### EXTRACTED TEXT
━━━━━━━━━━
This suggests that a worsening fundamental backdrop may result in a drastic response from the US central bank that Vice Chairman Richard Claridastressed will “continue to act forcefully, proactively, and aggressively as we deploy our toolkit [and] do all we can to make sure that recovery from this downturn, once it commences, is as robust as possible”.
To that end, the US Dollar’s may extend its declines against its major counterparts, should high-frequency data continue to show an economy in dire need of additional support.
USD Index Daily Chart – Bear Flag in Play
USD Index (DXY) chart created using TradingView
From a technical perspective, the US Dollar index appears poised for further losses, as it carves out a Bear Flag continuation pattern after collapsing through the 2011 uptrend at the end of last month.
━━━━━━━━━━
### AIM A
In the excerpt on the US Dollar, what pattern is the US Dollar index carving out?
### AIM B
Can you reproduce the stretch of the US Dollar excerpt from "This suggests that" through "of last month."?
### AIM C
Can you carry on the US Dollar excerpt from where it stops?
You don't need the records for any of this.
━━━━━━━━━━
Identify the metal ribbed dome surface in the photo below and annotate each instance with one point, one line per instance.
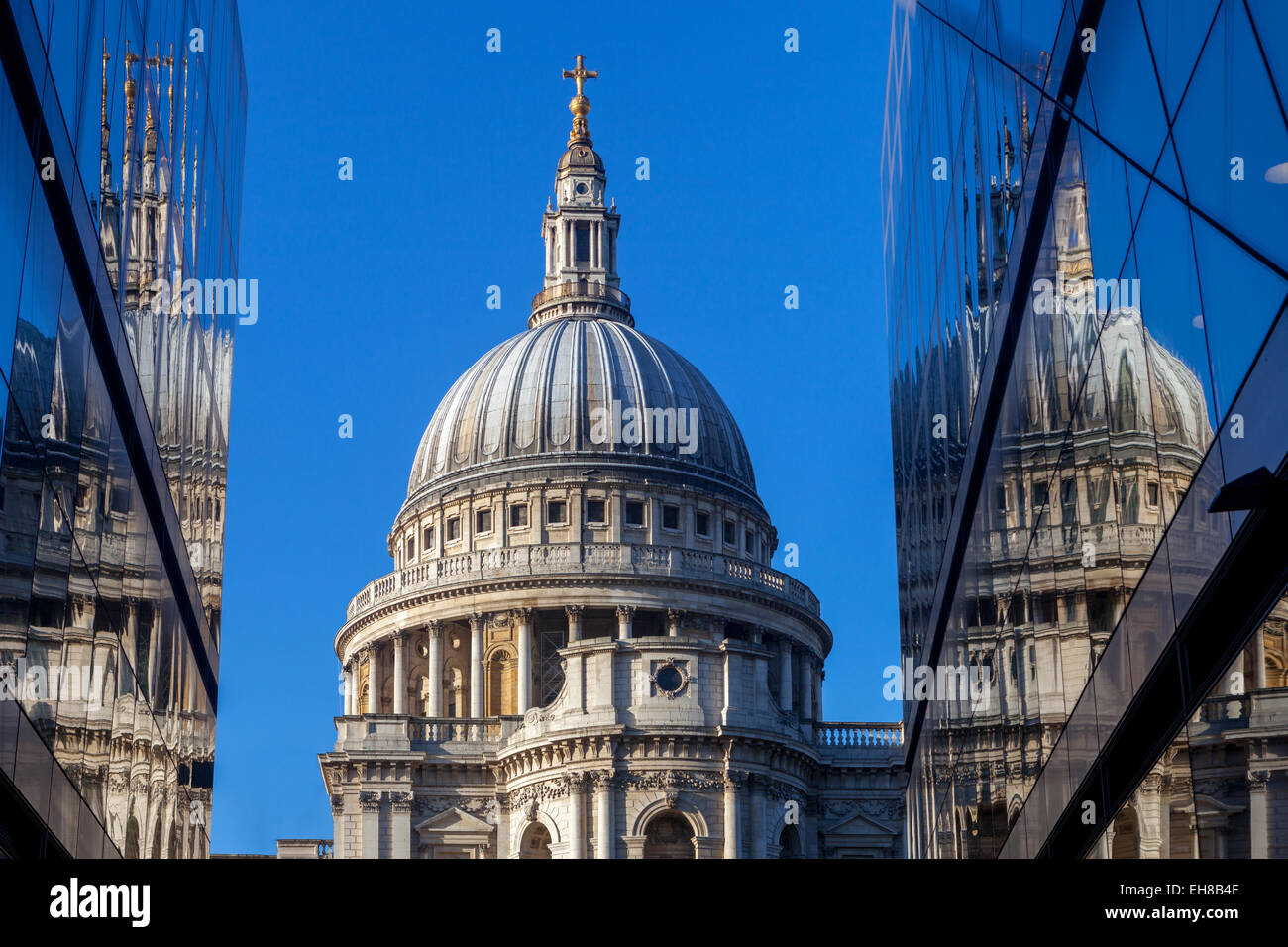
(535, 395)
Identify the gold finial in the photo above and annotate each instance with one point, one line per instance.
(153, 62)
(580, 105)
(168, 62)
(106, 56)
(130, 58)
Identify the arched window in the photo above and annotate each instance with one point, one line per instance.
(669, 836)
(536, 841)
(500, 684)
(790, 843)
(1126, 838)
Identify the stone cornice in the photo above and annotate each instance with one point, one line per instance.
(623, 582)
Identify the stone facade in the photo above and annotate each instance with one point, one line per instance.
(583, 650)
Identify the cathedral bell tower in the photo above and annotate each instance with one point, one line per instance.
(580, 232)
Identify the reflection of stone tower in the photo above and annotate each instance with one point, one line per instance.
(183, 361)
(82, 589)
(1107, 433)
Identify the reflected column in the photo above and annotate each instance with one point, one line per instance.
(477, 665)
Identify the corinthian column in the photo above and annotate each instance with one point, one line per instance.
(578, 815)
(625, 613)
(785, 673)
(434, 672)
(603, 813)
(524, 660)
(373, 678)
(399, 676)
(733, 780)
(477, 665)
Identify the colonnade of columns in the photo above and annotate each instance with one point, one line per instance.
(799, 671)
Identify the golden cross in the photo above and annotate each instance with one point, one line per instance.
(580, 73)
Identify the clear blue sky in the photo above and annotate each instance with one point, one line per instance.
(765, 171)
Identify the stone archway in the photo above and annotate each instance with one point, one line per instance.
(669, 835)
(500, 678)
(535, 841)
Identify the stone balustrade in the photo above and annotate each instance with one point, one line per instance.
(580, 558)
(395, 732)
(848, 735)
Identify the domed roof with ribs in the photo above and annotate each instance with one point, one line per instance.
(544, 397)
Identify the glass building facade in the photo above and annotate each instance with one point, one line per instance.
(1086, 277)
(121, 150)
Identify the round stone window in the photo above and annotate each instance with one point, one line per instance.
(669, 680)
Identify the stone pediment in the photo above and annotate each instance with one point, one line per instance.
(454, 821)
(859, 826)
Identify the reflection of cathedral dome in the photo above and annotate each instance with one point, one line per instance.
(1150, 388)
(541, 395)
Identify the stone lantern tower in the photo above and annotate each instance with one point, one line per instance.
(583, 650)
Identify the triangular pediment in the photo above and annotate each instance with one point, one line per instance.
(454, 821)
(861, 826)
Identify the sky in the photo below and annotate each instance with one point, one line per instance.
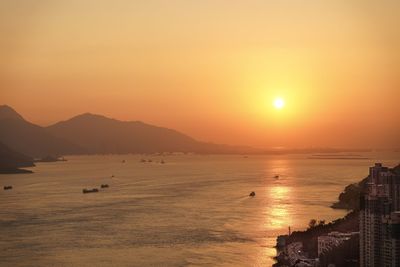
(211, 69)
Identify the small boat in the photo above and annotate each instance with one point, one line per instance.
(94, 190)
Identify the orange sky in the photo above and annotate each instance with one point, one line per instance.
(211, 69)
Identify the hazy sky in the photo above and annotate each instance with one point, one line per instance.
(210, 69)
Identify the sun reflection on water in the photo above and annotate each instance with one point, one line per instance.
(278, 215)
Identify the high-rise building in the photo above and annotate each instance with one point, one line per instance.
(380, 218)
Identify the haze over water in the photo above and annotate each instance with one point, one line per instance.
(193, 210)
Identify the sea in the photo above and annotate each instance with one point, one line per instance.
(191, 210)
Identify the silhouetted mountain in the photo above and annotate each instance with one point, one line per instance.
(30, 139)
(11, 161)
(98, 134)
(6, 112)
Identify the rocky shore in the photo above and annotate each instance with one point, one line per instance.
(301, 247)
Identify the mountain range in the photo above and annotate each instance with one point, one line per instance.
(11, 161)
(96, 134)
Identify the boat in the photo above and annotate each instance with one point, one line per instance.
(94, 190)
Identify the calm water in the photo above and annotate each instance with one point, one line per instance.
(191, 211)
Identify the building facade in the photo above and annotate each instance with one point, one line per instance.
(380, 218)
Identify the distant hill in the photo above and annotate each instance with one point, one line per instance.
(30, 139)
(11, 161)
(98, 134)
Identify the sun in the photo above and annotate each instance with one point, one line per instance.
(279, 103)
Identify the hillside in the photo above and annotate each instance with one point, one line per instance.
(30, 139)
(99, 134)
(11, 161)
━━━━━━━━━━
### EXERCISE ANSWER A
A Bear Flag continuation pattern.

### EXERCISE ANSWER B
This suggests that a worsening fundamental backdrop may result in a drastic response from the US central bank that Vice Chairman Richard Claridastressed will “continue to act forcefully, proactively, and aggressively as we deploy our toolkit [and] do all we can to make sure that recovery from this downturn, once it commences, is as robust as possible”.
To that end, the US Dollar’s may extend its declines against its major counterparts, should high-frequency data continue to show an economy in dire need of additional support.
USD Index Daily Chart – Bear Flag in Play
USD Index (DXY) chart created using TradingView
From a technical perspective, the US Dollar index appears poised for further losses, as it carves out a Bear Flag continuation pattern after collapsing through the 2011 uptrend at the end of last month.

### EXERCISE ANSWER C
That being said, price may rally back to test the September 2018 low before its resumes the primary downtrend, if it can breach resistance at the 21-day moving average (93.37).
A daily close above the psychologically pivotal 94 level needed to invalidate the bearish continuation pattern and may carve a path back to the trend-defining 50-DMA (95.34)
However, a break higher seems relatively unlikely given the RSI remains confined by the downtrend extending from the February extremes, hinting at a lack of bullish momentum.
To that end, a daily close below the monthly low would probably intensify selling pressure and could see price collapse towards the 90 level.